╭─ Dataset records
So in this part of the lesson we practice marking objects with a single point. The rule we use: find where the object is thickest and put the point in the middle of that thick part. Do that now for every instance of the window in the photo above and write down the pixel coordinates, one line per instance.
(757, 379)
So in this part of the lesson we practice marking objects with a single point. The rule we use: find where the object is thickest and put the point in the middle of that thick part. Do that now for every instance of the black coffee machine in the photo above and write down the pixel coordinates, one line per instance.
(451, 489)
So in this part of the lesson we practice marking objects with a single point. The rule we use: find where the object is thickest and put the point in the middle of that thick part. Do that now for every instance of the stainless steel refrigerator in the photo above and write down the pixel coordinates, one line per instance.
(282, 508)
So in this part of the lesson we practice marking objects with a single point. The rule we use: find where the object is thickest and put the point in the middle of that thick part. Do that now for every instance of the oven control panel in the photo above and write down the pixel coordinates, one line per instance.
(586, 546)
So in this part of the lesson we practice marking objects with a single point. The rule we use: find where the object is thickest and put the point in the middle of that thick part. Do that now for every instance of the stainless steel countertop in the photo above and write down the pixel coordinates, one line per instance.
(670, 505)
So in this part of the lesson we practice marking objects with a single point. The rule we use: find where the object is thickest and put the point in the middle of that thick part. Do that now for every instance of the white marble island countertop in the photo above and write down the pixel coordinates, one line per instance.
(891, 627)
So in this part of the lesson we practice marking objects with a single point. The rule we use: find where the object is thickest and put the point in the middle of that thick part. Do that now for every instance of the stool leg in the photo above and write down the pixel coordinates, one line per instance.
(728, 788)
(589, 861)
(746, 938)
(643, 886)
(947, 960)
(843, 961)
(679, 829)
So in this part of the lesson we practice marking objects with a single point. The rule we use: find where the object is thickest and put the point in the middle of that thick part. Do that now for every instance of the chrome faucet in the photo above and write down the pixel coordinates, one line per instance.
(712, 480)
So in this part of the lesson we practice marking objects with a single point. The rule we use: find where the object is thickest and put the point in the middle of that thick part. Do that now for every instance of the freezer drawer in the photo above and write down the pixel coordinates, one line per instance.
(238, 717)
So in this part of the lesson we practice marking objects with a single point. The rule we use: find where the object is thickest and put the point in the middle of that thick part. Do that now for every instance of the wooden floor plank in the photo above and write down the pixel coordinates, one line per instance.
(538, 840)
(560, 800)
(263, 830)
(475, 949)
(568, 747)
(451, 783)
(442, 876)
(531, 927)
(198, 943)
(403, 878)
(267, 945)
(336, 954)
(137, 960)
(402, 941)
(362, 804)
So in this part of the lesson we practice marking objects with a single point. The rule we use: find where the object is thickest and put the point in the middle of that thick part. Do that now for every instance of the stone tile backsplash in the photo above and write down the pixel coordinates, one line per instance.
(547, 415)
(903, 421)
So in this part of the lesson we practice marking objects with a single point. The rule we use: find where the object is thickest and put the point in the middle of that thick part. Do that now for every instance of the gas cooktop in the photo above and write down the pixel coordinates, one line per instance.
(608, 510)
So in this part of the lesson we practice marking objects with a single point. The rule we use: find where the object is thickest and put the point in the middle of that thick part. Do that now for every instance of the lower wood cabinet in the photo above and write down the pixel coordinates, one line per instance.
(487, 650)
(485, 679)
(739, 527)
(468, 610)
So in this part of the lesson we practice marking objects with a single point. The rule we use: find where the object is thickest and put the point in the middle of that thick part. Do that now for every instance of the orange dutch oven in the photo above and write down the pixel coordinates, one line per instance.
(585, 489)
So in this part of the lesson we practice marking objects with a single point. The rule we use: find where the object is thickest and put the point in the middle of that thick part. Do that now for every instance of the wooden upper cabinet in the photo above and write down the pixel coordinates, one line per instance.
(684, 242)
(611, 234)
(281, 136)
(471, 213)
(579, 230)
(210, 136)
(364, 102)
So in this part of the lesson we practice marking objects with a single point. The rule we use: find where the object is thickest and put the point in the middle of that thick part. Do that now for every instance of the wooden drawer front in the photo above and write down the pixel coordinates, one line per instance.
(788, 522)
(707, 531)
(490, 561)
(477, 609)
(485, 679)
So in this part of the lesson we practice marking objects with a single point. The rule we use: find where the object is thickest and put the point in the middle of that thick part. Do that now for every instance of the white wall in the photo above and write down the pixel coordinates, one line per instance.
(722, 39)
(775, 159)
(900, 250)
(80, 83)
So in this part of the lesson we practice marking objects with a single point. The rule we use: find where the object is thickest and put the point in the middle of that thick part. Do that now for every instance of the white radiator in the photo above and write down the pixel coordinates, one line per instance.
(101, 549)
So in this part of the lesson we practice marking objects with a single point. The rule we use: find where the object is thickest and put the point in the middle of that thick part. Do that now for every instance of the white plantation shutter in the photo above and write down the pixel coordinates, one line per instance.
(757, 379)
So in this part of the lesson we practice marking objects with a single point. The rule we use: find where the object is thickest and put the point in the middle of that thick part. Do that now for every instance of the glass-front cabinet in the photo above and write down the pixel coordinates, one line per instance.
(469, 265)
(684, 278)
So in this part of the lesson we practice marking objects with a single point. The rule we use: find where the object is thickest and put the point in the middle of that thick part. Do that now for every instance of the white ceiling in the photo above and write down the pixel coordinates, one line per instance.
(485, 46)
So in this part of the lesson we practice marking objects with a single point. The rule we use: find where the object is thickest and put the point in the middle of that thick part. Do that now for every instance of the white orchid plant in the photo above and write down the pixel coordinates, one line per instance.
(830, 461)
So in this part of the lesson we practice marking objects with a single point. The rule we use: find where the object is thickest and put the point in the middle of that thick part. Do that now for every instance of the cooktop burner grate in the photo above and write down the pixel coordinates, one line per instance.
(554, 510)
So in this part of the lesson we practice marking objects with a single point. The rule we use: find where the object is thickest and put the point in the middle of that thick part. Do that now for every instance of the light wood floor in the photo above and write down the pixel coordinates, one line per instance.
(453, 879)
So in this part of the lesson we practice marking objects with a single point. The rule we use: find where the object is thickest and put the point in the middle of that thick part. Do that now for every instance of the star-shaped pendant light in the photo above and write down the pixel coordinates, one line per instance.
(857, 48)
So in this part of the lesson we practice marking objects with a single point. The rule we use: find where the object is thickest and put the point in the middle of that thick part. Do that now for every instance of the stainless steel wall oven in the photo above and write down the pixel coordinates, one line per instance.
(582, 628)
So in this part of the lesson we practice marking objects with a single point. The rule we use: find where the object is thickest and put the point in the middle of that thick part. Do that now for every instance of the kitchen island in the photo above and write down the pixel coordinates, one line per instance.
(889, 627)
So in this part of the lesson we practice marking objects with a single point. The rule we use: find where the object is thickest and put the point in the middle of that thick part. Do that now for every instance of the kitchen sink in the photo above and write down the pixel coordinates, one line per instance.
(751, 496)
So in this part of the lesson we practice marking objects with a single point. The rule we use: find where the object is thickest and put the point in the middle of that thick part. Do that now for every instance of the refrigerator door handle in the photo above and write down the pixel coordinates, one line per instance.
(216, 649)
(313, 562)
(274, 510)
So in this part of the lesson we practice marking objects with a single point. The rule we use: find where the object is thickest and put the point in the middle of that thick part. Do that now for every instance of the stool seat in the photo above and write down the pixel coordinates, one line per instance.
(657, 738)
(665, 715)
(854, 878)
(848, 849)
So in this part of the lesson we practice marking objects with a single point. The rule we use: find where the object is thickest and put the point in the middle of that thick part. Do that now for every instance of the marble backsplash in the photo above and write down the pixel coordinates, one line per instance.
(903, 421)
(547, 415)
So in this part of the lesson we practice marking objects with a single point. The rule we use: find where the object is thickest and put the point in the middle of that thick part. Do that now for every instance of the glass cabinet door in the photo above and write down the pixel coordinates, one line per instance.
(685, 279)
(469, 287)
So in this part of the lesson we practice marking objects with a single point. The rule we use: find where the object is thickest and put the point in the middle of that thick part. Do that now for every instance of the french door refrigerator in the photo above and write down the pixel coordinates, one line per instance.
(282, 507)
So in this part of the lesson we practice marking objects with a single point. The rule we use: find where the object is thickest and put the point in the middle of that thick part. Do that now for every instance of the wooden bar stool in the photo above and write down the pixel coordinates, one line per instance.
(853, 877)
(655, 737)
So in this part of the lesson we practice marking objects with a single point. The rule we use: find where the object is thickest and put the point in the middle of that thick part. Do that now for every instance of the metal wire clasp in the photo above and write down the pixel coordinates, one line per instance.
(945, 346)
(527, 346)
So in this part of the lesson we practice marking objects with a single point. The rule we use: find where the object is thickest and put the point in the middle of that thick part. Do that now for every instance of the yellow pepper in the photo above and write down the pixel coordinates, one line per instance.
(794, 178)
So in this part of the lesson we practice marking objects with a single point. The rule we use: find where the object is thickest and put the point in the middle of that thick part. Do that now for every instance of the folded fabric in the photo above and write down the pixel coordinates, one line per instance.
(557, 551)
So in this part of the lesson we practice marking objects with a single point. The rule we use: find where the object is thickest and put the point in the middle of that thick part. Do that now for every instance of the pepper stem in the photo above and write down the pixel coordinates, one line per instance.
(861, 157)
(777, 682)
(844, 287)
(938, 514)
╰─
#### Brief:
Starting from the line with "of the folded" and ending with the final line of the data, quote every line exactly, both ends included.

#### Task response:
So in this part of the lesson we practice marking objects with a single point. The rule we use: find where the object is thickest and put the point in the middle of that thick part. Do that now for every instance of the folded fabric in the photo above and write down the pixel coordinates, one line per instance.
(557, 551)
So in this part of the lesson we practice marking objects with a single point. The rule we use: find where the object is thickest and put the point in the middle of that thick part. Do that now for every instance of the pepper stem in the photo above and write down the pixel coordinates, one line per instance.
(861, 157)
(777, 682)
(844, 287)
(938, 514)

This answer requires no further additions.